* _Written instruction_
Copy out all of the material below word for word, keeping every line as it is.

Excerpts of pointing data

— BEGIN —

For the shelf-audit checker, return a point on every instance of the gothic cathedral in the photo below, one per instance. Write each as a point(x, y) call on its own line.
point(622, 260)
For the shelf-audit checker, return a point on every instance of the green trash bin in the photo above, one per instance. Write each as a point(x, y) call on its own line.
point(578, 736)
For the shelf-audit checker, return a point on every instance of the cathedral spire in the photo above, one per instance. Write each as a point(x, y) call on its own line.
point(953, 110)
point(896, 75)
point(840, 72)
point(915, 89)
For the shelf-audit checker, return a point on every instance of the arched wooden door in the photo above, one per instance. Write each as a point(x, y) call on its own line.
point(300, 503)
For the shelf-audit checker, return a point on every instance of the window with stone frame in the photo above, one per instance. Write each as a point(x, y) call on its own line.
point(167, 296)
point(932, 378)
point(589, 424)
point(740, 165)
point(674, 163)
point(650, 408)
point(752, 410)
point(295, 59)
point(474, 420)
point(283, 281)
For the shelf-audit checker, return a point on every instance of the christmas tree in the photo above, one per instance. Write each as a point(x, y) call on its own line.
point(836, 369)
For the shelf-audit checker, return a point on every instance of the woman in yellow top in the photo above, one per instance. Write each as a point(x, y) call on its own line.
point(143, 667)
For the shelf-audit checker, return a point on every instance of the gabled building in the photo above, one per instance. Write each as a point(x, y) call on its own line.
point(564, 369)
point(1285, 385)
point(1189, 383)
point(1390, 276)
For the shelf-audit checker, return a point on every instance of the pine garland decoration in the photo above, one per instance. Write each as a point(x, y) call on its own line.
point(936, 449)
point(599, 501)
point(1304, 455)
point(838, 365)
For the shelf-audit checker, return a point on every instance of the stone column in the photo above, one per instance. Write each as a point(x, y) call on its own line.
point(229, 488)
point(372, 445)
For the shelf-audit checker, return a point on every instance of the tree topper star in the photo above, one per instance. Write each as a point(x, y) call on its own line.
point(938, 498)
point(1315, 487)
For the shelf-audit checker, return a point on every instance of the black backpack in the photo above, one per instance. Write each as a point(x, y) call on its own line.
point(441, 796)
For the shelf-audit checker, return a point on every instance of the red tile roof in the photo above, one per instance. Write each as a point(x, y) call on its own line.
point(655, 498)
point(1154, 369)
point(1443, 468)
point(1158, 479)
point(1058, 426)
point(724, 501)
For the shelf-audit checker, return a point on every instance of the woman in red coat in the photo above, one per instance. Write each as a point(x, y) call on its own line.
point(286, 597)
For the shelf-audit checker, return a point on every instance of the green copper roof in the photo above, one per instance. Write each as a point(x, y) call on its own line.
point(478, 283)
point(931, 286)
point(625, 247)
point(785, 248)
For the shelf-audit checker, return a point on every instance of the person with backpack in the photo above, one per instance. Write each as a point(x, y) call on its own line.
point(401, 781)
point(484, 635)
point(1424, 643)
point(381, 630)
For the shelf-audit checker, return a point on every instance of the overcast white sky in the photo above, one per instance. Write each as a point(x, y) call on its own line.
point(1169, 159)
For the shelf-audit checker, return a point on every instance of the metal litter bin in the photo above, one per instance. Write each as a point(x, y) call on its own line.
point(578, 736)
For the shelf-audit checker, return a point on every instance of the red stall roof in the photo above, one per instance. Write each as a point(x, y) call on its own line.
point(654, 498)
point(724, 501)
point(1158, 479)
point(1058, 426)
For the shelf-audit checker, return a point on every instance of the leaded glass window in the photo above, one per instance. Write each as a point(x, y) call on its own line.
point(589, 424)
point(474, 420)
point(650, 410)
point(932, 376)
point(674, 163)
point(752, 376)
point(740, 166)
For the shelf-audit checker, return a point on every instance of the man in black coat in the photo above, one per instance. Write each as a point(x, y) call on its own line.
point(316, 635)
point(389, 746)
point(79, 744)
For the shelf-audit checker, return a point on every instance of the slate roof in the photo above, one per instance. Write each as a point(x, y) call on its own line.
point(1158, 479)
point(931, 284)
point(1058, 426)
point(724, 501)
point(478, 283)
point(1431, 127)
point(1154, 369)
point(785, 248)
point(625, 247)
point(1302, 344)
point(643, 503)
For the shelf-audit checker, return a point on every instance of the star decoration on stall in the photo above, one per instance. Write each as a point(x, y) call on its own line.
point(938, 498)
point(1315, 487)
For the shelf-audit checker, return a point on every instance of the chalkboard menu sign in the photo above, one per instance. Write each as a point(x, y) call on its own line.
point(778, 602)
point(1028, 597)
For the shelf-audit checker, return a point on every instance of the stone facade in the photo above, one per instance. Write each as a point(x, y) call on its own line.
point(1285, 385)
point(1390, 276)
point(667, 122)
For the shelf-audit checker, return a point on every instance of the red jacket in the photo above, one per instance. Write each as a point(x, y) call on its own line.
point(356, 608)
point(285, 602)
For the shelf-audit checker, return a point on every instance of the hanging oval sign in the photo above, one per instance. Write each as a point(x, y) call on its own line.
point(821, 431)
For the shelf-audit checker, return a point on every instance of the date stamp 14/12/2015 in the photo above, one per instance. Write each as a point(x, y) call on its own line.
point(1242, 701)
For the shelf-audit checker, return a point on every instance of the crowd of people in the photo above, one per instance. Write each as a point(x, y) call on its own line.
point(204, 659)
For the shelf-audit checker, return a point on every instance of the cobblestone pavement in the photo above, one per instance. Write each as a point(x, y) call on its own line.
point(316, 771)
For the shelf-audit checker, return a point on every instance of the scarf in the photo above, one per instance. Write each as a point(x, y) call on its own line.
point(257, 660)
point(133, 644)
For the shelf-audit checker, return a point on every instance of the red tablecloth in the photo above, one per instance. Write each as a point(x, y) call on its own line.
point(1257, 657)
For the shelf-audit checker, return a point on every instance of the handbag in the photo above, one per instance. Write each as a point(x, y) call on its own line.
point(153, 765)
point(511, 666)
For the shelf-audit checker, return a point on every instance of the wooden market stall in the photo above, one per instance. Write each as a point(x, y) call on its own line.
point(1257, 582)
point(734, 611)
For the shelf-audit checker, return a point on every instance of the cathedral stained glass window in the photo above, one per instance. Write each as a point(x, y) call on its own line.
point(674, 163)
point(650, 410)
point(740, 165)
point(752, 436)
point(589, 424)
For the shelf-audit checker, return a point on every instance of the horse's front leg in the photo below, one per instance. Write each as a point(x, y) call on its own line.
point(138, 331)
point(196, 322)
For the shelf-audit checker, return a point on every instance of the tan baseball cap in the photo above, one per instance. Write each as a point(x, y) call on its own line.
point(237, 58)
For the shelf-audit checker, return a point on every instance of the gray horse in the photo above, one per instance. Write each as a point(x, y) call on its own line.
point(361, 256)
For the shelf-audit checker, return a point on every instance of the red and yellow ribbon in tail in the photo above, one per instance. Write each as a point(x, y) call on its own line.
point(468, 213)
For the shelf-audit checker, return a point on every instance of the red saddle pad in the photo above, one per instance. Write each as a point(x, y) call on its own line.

— END —

* _Correct result_
For the shelf-audit checker, return a point on every instance of the gothic cathedral in the photo below, one per instance. Write each as a point(x, y) call on its own line.
point(622, 260)
For the shelf-audit checker, return a point on every instance of the green trash bin in the photo above, one per instance. Write each as a point(x, y) call on its own line.
point(578, 736)
For the shelf-audit checker, return a point on every instance of the cathedral spire in the photo above, one per instance. Write each as a point(x, y) call on its own line.
point(953, 110)
point(896, 75)
point(840, 72)
point(915, 89)
For the shelf-audit checker, return a point on every instance of the arched wooden door in the photo above, one per instance. Write each as a point(x, y) call on its own line.
point(300, 503)
For the shelf-audit checker, return a point on every instance of the window with stone frame in the photo above, one per instance. Write each as a point(x, y) call on its own line.
point(167, 296)
point(932, 378)
point(589, 424)
point(740, 165)
point(674, 163)
point(650, 408)
point(752, 410)
point(295, 59)
point(474, 420)
point(283, 281)
For the shelf-audit checker, return a point on every instance of the christmas tree in the photo above, one per instance. Write each as a point(x, y) call on its own line.
point(836, 369)
For the shelf-audit checker, return a point on every instance of the woman in yellow top in the photo above, one per instance. Write each as a point(x, y) call on its own line.
point(143, 667)
For the shelf-audit checker, return a point on every instance of the gabled building in the photo above, one per instance. Write each as a point(x, y) call on its own line.
point(564, 369)
point(1285, 385)
point(1189, 383)
point(1390, 276)
For the shelf-audit checker, return a point on every instance of the pine garland decoration in the photo above, one per instance. Write each as a point(x, y) call on its own line.
point(936, 449)
point(599, 501)
point(1304, 455)
point(838, 365)
For the shelf-audit checker, return a point on every instance of the stone column in the photo above, one per instance. Write each as a point(x, y) call on its own line.
point(229, 488)
point(372, 445)
For the shelf-audit checker, return a point on every instance of the tree topper star in the photo above, one per instance. Write each as a point(x, y) call on its own line.
point(938, 498)
point(1315, 487)
For the shelf-audit checker, return a point on every instance of the black backpack in the photo above, one per instance. Write each as a point(x, y) call on its own line.
point(441, 796)
For the shelf-audit checker, return a point on every instance of the red tile roof in the photo above, one per instance. Write each as a point(x, y) call on its own line.
point(655, 498)
point(1154, 369)
point(1443, 468)
point(1158, 479)
point(1058, 426)
point(724, 501)
For the shelf-audit checker, return a point on every instance of the woman in red coat in the photo above, one per instance. Write each as a point(x, y) call on its own line.
point(286, 597)
For the shelf-audit checker, return a point on every instance of the green copper roof in the photo above, one per instance. Write each as a point(x, y) call on its own line.
point(478, 283)
point(931, 286)
point(625, 247)
point(785, 248)
For the shelf-audit checker, return a point on every instance of the person with backpack in the photo above, one per instance. Write each as a point(x, y) call on its own line.
point(401, 781)
point(484, 635)
point(1424, 643)
point(381, 630)
For the shelf-audit checker, return a point on every instance of the overcast white sky in the photo above, one per instance. Write each as a point(x, y) call on its own line.
point(1169, 159)
For the shelf-audit checker, return a point on every instance of the metal litter bin in the photo above, one per instance. Write each as a point(x, y) call on its own line.
point(578, 736)
For the shelf-audit checker, return a point on every instance of the red stall roof in the photo above, one per instance. Write each as a point(x, y) call on its own line.
point(654, 498)
point(724, 501)
point(1158, 479)
point(1058, 426)
For the shelf-audit checker, return a point on every instance of the leaded glass window in the photo above, one per instance. Write each as a point(x, y) call on its own line.
point(589, 424)
point(474, 420)
point(650, 410)
point(932, 376)
point(674, 163)
point(752, 376)
point(740, 166)
For the shelf-audit checker, return a point on every instance of the man in black coat in the photo above, one per instance. Write each as a point(x, y) call on its own line.
point(316, 635)
point(389, 746)
point(79, 744)
For the shelf-audit checker, return a point on every instance of the slate roof in the photo above, one per instance. Write each as a point(x, y) call on its own line.
point(1158, 479)
point(931, 284)
point(1058, 426)
point(724, 501)
point(478, 283)
point(1431, 127)
point(1154, 369)
point(785, 248)
point(625, 247)
point(1302, 344)
point(643, 503)
For the shelf-audit checker, return a point on every instance of the star decoration on stall in the photo above, one per instance. Write each as a point(x, y) call on its own line.
point(938, 498)
point(1315, 487)
For the shelf-audit checker, return a point on every instance of the chalkboard menu sign in the photo above, one per instance. Write each as a point(x, y) call on its own line.
point(778, 602)
point(1028, 597)
For the shelf-audit checker, return a point on every instance of the stone facade in the photo above, one per instance. Write each as a point(x, y) call on its own line.
point(1285, 385)
point(1390, 276)
point(667, 122)
For the shelf-audit checker, return a point on every instance of the red jacket in the photo above, one per instance. Write each as a point(x, y) call on its own line.
point(356, 608)
point(285, 602)
For the shelf-audit checker, return a point on every instance of the hanging oval sign in the photo above, one per instance. Write each as a point(x, y) call on its own line.
point(821, 431)
For the shelf-audit checker, return a point on every instance of the date stamp 14/12/2015 in the photo above, one per instance. Write each as a point(x, y) call on its own line.
point(1242, 701)
For the shelf-audit checker, return a point on every instance of the crowd of people in the photo above, one per instance. Write each as a point(x, y) call on its own line.
point(204, 659)
For the shelf-audit checker, return a point on every instance of the cobblestone pavement in the photo above, one per instance. Write each as a point(x, y) call on its own line.
point(316, 771)
For the shelf-audit checker, return a point on every instance of the scarf in the photo above, one per instance. Write each as a point(x, y) call on its own line.
point(257, 660)
point(133, 644)
For the shelf-audit checker, return a point on every instance of the red tablecloth in the photo above, one per instance. Write each as a point(x, y) call on its own line.
point(1257, 657)
For the shelf-audit checker, return a point on every instance of the handbag in the photo above, one per instance. Write each as a point(x, y) call on its own line.
point(153, 765)
point(511, 666)
For the shelf-audit checker, return a point on every instance of the wooden market stall in the photo above, one per instance. Write each as a point(x, y) call on its own line.
point(1257, 582)
point(734, 611)
For the shelf-audit checker, return a point on every instance of the cathedral stained glass window in the photo above, one per instance. Write each as a point(x, y) call on its own line.
point(674, 163)
point(650, 410)
point(740, 165)
point(752, 436)
point(589, 424)
For the shelf-audit checker, return a point on every instance of the horse's front leg in the photo below, one per instance. Write each as a point(x, y) call on its own line.
point(138, 331)
point(196, 322)
For the shelf-audit checker, return a point on every instance of the tan baseball cap in the photo above, one per instance. Write each as a point(x, y) call on its own line.
point(237, 58)
For the shelf-audit checker, return a point on every instance of the gray horse in the photo above, one per instance. Write each as a point(x, y) call on its own line.
point(361, 256)
For the shelf-audit checker, return a point on every instance of the red and yellow ribbon in tail in the photo above, one per instance. Write each as a point(x, y) call on its own line.
point(468, 213)
For the shelf-audit checker, return a point on every instance of the red saddle pad in the photo above, one per instance. Write each as a point(x, y) call on its own line.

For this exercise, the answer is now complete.